▶ REQUIREMENT:
Output the lines below as a JSON list of strings, from the line with "Category: the glass ceiling panel" to the line with "pixel 266 65", both included. Use one string per line and omit any blank lines.

[begin DATA LINES]

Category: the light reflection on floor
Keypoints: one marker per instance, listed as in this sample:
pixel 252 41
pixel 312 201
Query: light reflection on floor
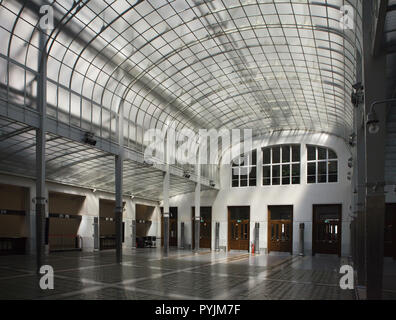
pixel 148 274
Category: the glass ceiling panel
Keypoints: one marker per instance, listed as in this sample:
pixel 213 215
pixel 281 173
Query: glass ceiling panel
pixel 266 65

[end DATA LINES]
[begin DATA LINES]

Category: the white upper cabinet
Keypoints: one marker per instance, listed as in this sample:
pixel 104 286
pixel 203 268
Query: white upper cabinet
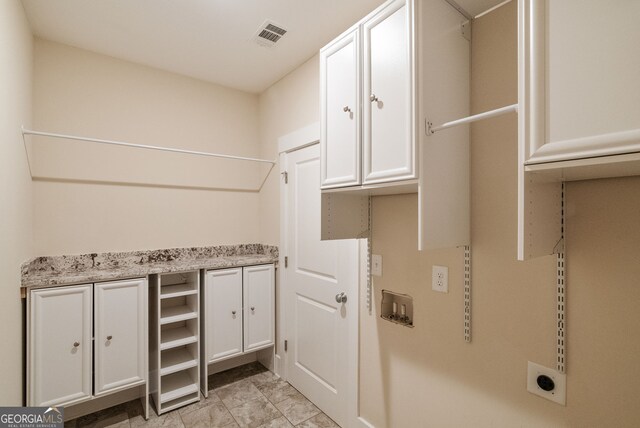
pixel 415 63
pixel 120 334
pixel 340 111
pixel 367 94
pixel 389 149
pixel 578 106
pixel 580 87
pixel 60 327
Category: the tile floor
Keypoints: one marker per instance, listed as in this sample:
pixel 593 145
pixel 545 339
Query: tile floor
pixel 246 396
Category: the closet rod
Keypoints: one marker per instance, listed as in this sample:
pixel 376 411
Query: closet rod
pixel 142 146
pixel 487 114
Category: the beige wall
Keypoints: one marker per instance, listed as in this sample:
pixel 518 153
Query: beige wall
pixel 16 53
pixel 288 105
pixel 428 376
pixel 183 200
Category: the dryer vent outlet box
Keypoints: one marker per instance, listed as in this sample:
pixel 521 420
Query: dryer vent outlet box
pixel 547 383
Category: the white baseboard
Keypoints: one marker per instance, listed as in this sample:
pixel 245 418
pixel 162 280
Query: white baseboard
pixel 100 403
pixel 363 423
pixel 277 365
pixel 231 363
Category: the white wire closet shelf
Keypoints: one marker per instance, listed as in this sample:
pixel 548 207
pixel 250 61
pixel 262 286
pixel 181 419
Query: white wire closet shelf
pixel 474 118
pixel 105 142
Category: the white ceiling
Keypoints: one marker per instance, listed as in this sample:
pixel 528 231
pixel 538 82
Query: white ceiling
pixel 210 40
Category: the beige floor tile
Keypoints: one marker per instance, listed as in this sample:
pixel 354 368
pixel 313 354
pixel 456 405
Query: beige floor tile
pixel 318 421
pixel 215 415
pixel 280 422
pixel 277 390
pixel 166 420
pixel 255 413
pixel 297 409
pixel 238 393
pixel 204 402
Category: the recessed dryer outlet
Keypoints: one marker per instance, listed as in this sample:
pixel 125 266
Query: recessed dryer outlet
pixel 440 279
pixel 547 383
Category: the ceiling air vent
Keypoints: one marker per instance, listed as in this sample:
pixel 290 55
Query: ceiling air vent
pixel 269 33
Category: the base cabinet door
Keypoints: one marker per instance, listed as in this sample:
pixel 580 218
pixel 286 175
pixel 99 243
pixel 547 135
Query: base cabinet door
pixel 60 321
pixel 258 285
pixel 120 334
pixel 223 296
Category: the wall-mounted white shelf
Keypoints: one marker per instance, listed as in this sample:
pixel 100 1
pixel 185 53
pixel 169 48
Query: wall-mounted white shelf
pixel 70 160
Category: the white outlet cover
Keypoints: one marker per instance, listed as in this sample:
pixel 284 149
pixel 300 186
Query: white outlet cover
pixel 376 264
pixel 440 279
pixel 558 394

[end DATA LINES]
[begin DATA LINES]

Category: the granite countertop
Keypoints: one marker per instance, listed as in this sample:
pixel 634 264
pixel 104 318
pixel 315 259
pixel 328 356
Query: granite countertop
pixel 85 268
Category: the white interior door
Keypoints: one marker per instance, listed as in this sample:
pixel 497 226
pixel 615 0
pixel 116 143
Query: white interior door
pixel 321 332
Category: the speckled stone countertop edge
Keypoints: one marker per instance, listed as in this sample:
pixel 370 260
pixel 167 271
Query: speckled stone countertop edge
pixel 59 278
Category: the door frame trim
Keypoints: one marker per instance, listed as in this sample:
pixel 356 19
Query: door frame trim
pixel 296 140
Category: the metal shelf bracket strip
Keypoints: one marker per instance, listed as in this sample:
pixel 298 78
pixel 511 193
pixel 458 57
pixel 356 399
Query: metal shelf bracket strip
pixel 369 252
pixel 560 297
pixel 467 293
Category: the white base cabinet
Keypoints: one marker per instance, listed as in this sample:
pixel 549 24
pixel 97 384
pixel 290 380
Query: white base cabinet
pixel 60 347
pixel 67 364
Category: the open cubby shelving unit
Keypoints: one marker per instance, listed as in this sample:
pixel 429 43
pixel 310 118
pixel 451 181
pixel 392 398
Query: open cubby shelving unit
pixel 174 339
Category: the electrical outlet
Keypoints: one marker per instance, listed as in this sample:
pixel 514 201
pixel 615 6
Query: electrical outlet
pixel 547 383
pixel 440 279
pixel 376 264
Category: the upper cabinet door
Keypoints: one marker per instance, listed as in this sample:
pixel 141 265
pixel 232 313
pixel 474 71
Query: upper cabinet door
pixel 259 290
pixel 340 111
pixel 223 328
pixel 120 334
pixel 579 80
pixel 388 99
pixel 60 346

[end DATA LINES]

▶ CORRECT RESPONSE:
[
  "Category: the glass ceiling panel",
  "Keypoints: one marker per instance, listed as in this sample:",
  "pixel 213 215",
  "pixel 281 173",
  "Query: glass ceiling panel",
  "pixel 266 65"
]